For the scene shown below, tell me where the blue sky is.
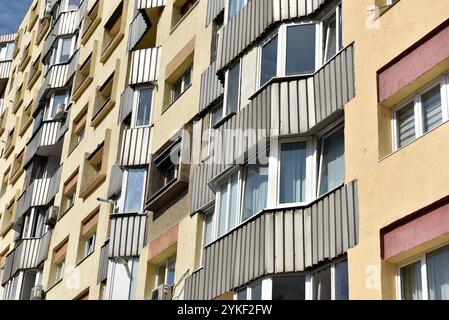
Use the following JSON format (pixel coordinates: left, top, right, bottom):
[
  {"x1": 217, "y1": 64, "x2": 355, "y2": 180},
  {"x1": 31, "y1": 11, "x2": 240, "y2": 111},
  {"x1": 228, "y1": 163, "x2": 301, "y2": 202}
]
[{"x1": 0, "y1": 0, "x2": 32, "y2": 35}]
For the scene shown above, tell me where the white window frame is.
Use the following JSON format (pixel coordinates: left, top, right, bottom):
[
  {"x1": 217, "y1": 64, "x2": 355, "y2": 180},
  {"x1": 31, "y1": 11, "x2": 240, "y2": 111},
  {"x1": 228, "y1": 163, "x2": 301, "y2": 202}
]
[
  {"x1": 225, "y1": 0, "x2": 248, "y2": 23},
  {"x1": 392, "y1": 74, "x2": 449, "y2": 151},
  {"x1": 322, "y1": 3, "x2": 342, "y2": 64},
  {"x1": 118, "y1": 167, "x2": 147, "y2": 214},
  {"x1": 47, "y1": 90, "x2": 69, "y2": 121},
  {"x1": 155, "y1": 255, "x2": 177, "y2": 287},
  {"x1": 171, "y1": 65, "x2": 193, "y2": 103},
  {"x1": 132, "y1": 85, "x2": 154, "y2": 128},
  {"x1": 223, "y1": 60, "x2": 242, "y2": 116},
  {"x1": 84, "y1": 232, "x2": 96, "y2": 257},
  {"x1": 309, "y1": 257, "x2": 347, "y2": 300}
]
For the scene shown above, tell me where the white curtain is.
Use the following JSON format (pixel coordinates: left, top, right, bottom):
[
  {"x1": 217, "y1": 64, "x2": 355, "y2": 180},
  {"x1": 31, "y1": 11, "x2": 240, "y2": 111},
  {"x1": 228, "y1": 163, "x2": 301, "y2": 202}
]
[
  {"x1": 280, "y1": 142, "x2": 307, "y2": 204},
  {"x1": 400, "y1": 261, "x2": 422, "y2": 300},
  {"x1": 242, "y1": 165, "x2": 268, "y2": 221},
  {"x1": 427, "y1": 246, "x2": 449, "y2": 300}
]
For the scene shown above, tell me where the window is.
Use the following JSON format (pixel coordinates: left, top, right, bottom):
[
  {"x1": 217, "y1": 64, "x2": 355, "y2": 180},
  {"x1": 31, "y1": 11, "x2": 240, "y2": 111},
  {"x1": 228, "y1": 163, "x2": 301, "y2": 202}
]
[
  {"x1": 172, "y1": 0, "x2": 198, "y2": 27},
  {"x1": 322, "y1": 5, "x2": 342, "y2": 63},
  {"x1": 286, "y1": 24, "x2": 316, "y2": 76},
  {"x1": 0, "y1": 42, "x2": 14, "y2": 61},
  {"x1": 92, "y1": 72, "x2": 115, "y2": 124},
  {"x1": 52, "y1": 239, "x2": 68, "y2": 284},
  {"x1": 225, "y1": 61, "x2": 241, "y2": 115},
  {"x1": 133, "y1": 87, "x2": 153, "y2": 127},
  {"x1": 47, "y1": 90, "x2": 69, "y2": 121},
  {"x1": 318, "y1": 127, "x2": 345, "y2": 195},
  {"x1": 171, "y1": 66, "x2": 192, "y2": 103},
  {"x1": 101, "y1": 2, "x2": 123, "y2": 60},
  {"x1": 279, "y1": 141, "x2": 308, "y2": 204},
  {"x1": 156, "y1": 255, "x2": 176, "y2": 287},
  {"x1": 398, "y1": 244, "x2": 449, "y2": 300},
  {"x1": 70, "y1": 108, "x2": 87, "y2": 152},
  {"x1": 80, "y1": 139, "x2": 109, "y2": 198},
  {"x1": 393, "y1": 75, "x2": 449, "y2": 150},
  {"x1": 49, "y1": 36, "x2": 76, "y2": 67},
  {"x1": 151, "y1": 141, "x2": 181, "y2": 196},
  {"x1": 235, "y1": 259, "x2": 348, "y2": 300},
  {"x1": 21, "y1": 209, "x2": 46, "y2": 239},
  {"x1": 241, "y1": 165, "x2": 269, "y2": 222},
  {"x1": 210, "y1": 14, "x2": 224, "y2": 63},
  {"x1": 121, "y1": 167, "x2": 147, "y2": 213},
  {"x1": 65, "y1": 0, "x2": 81, "y2": 11},
  {"x1": 227, "y1": 0, "x2": 246, "y2": 22},
  {"x1": 105, "y1": 257, "x2": 139, "y2": 300},
  {"x1": 62, "y1": 170, "x2": 78, "y2": 214},
  {"x1": 55, "y1": 260, "x2": 65, "y2": 282},
  {"x1": 85, "y1": 233, "x2": 96, "y2": 257},
  {"x1": 260, "y1": 35, "x2": 278, "y2": 86}
]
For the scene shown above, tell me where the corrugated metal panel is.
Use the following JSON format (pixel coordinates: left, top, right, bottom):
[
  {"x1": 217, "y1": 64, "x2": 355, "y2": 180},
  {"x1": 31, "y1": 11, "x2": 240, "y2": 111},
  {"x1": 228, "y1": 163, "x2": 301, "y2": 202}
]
[
  {"x1": 16, "y1": 178, "x2": 52, "y2": 222},
  {"x1": 217, "y1": 0, "x2": 326, "y2": 73},
  {"x1": 57, "y1": 104, "x2": 72, "y2": 141},
  {"x1": 36, "y1": 231, "x2": 52, "y2": 266},
  {"x1": 0, "y1": 60, "x2": 12, "y2": 79},
  {"x1": 97, "y1": 240, "x2": 110, "y2": 284},
  {"x1": 107, "y1": 163, "x2": 123, "y2": 200},
  {"x1": 46, "y1": 166, "x2": 62, "y2": 204},
  {"x1": 129, "y1": 47, "x2": 161, "y2": 85},
  {"x1": 128, "y1": 11, "x2": 149, "y2": 51},
  {"x1": 184, "y1": 181, "x2": 359, "y2": 300},
  {"x1": 136, "y1": 0, "x2": 167, "y2": 10},
  {"x1": 206, "y1": 0, "x2": 225, "y2": 26},
  {"x1": 119, "y1": 126, "x2": 152, "y2": 166},
  {"x1": 0, "y1": 33, "x2": 16, "y2": 43},
  {"x1": 108, "y1": 214, "x2": 147, "y2": 258},
  {"x1": 24, "y1": 121, "x2": 61, "y2": 167},
  {"x1": 119, "y1": 87, "x2": 134, "y2": 123},
  {"x1": 1, "y1": 251, "x2": 14, "y2": 285},
  {"x1": 199, "y1": 62, "x2": 224, "y2": 112}
]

**What is being asked:** Go through the material above and print all of it exactly, except the pictures.

**The completed task:**
For the scene shown below, tell me where the blue sky is.
Use the following JSON format (pixel coordinates: left, top, right, bottom):
[
  {"x1": 217, "y1": 64, "x2": 355, "y2": 180},
  {"x1": 31, "y1": 11, "x2": 240, "y2": 111},
  {"x1": 228, "y1": 163, "x2": 301, "y2": 202}
]
[{"x1": 0, "y1": 0, "x2": 32, "y2": 35}]
For the scene shown above, tell me where the white window frame is.
Use the following JSON format (pixel coordinates: left, top, right, bottom):
[
  {"x1": 217, "y1": 64, "x2": 355, "y2": 180},
  {"x1": 31, "y1": 11, "x2": 240, "y2": 111},
  {"x1": 228, "y1": 163, "x2": 301, "y2": 202}
]
[
  {"x1": 225, "y1": 0, "x2": 248, "y2": 23},
  {"x1": 392, "y1": 74, "x2": 449, "y2": 151},
  {"x1": 322, "y1": 3, "x2": 342, "y2": 64},
  {"x1": 118, "y1": 167, "x2": 147, "y2": 214},
  {"x1": 47, "y1": 90, "x2": 69, "y2": 121},
  {"x1": 155, "y1": 255, "x2": 177, "y2": 287},
  {"x1": 171, "y1": 65, "x2": 193, "y2": 103},
  {"x1": 132, "y1": 85, "x2": 154, "y2": 128},
  {"x1": 223, "y1": 60, "x2": 242, "y2": 116},
  {"x1": 84, "y1": 232, "x2": 96, "y2": 257},
  {"x1": 309, "y1": 257, "x2": 347, "y2": 300}
]
For the scene shown above, tell me where the white curtain is.
Use the following JSON format (pixel coordinates: left, top, right, bottom):
[
  {"x1": 217, "y1": 64, "x2": 355, "y2": 180},
  {"x1": 31, "y1": 11, "x2": 240, "y2": 111},
  {"x1": 228, "y1": 163, "x2": 301, "y2": 202}
]
[
  {"x1": 280, "y1": 142, "x2": 307, "y2": 204},
  {"x1": 400, "y1": 261, "x2": 422, "y2": 300},
  {"x1": 242, "y1": 165, "x2": 268, "y2": 221},
  {"x1": 427, "y1": 246, "x2": 449, "y2": 300}
]
For the scene shown above, tell me where the window is.
Use the following JSON format (pixel coordinates: left, top, right, bottom):
[
  {"x1": 217, "y1": 64, "x2": 355, "y2": 180},
  {"x1": 31, "y1": 11, "x2": 240, "y2": 111},
  {"x1": 228, "y1": 163, "x2": 301, "y2": 202}
]
[
  {"x1": 172, "y1": 0, "x2": 198, "y2": 27},
  {"x1": 322, "y1": 5, "x2": 342, "y2": 63},
  {"x1": 286, "y1": 24, "x2": 316, "y2": 76},
  {"x1": 0, "y1": 42, "x2": 14, "y2": 61},
  {"x1": 92, "y1": 72, "x2": 115, "y2": 124},
  {"x1": 52, "y1": 239, "x2": 68, "y2": 284},
  {"x1": 225, "y1": 61, "x2": 241, "y2": 115},
  {"x1": 133, "y1": 87, "x2": 153, "y2": 127},
  {"x1": 47, "y1": 90, "x2": 69, "y2": 121},
  {"x1": 318, "y1": 127, "x2": 345, "y2": 195},
  {"x1": 171, "y1": 66, "x2": 192, "y2": 103},
  {"x1": 101, "y1": 2, "x2": 123, "y2": 60},
  {"x1": 279, "y1": 141, "x2": 308, "y2": 204},
  {"x1": 156, "y1": 255, "x2": 176, "y2": 287},
  {"x1": 398, "y1": 244, "x2": 449, "y2": 300},
  {"x1": 70, "y1": 108, "x2": 87, "y2": 152},
  {"x1": 80, "y1": 139, "x2": 109, "y2": 198},
  {"x1": 393, "y1": 75, "x2": 449, "y2": 150},
  {"x1": 49, "y1": 36, "x2": 76, "y2": 67},
  {"x1": 151, "y1": 141, "x2": 181, "y2": 196},
  {"x1": 235, "y1": 259, "x2": 348, "y2": 300},
  {"x1": 21, "y1": 209, "x2": 46, "y2": 239},
  {"x1": 241, "y1": 165, "x2": 269, "y2": 222},
  {"x1": 210, "y1": 14, "x2": 224, "y2": 63},
  {"x1": 121, "y1": 167, "x2": 147, "y2": 213},
  {"x1": 65, "y1": 0, "x2": 81, "y2": 11},
  {"x1": 227, "y1": 0, "x2": 246, "y2": 22},
  {"x1": 105, "y1": 257, "x2": 139, "y2": 300},
  {"x1": 62, "y1": 170, "x2": 78, "y2": 214},
  {"x1": 55, "y1": 260, "x2": 65, "y2": 282},
  {"x1": 85, "y1": 233, "x2": 96, "y2": 257},
  {"x1": 260, "y1": 35, "x2": 278, "y2": 86}
]
For the scene shown above, tell me where the corrugated metal panel is.
Use the following JSON format (pixel coordinates: left, top, right, bottom):
[
  {"x1": 217, "y1": 64, "x2": 355, "y2": 180},
  {"x1": 31, "y1": 11, "x2": 240, "y2": 111},
  {"x1": 228, "y1": 163, "x2": 301, "y2": 202}
]
[
  {"x1": 16, "y1": 178, "x2": 52, "y2": 222},
  {"x1": 217, "y1": 0, "x2": 326, "y2": 73},
  {"x1": 57, "y1": 104, "x2": 72, "y2": 141},
  {"x1": 36, "y1": 231, "x2": 52, "y2": 266},
  {"x1": 0, "y1": 60, "x2": 12, "y2": 79},
  {"x1": 97, "y1": 240, "x2": 110, "y2": 284},
  {"x1": 107, "y1": 163, "x2": 123, "y2": 200},
  {"x1": 46, "y1": 166, "x2": 62, "y2": 204},
  {"x1": 129, "y1": 47, "x2": 161, "y2": 85},
  {"x1": 128, "y1": 11, "x2": 149, "y2": 51},
  {"x1": 184, "y1": 181, "x2": 359, "y2": 300},
  {"x1": 136, "y1": 0, "x2": 167, "y2": 10},
  {"x1": 206, "y1": 0, "x2": 225, "y2": 26},
  {"x1": 119, "y1": 126, "x2": 152, "y2": 166},
  {"x1": 0, "y1": 33, "x2": 16, "y2": 43},
  {"x1": 108, "y1": 214, "x2": 147, "y2": 258},
  {"x1": 24, "y1": 121, "x2": 61, "y2": 167},
  {"x1": 119, "y1": 87, "x2": 134, "y2": 123},
  {"x1": 1, "y1": 251, "x2": 14, "y2": 285},
  {"x1": 199, "y1": 62, "x2": 224, "y2": 112}
]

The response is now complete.